>> Start

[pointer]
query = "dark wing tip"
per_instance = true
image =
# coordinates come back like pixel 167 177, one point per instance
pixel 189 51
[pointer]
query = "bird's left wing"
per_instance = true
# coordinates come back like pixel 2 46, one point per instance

>> End

Task brief - Recast every line of the data above as a Markdown table with the columns "Row" and "Line", numbering the rows in order and leaving out any blank lines.

Response to this task -
| Row | Line |
|---|---|
| 1 | [pointer] |
| 2 | query = "dark wing tip" |
| 3 | per_instance = true |
| 4 | image = |
| 5 | # coordinates come back like pixel 167 177, one point per instance |
| 6 | pixel 189 51 |
| 7 | [pointer] |
| 8 | query = "bird's left wing" |
| 9 | per_instance = true |
| 10 | # coordinates come back like pixel 2 46, one point per instance |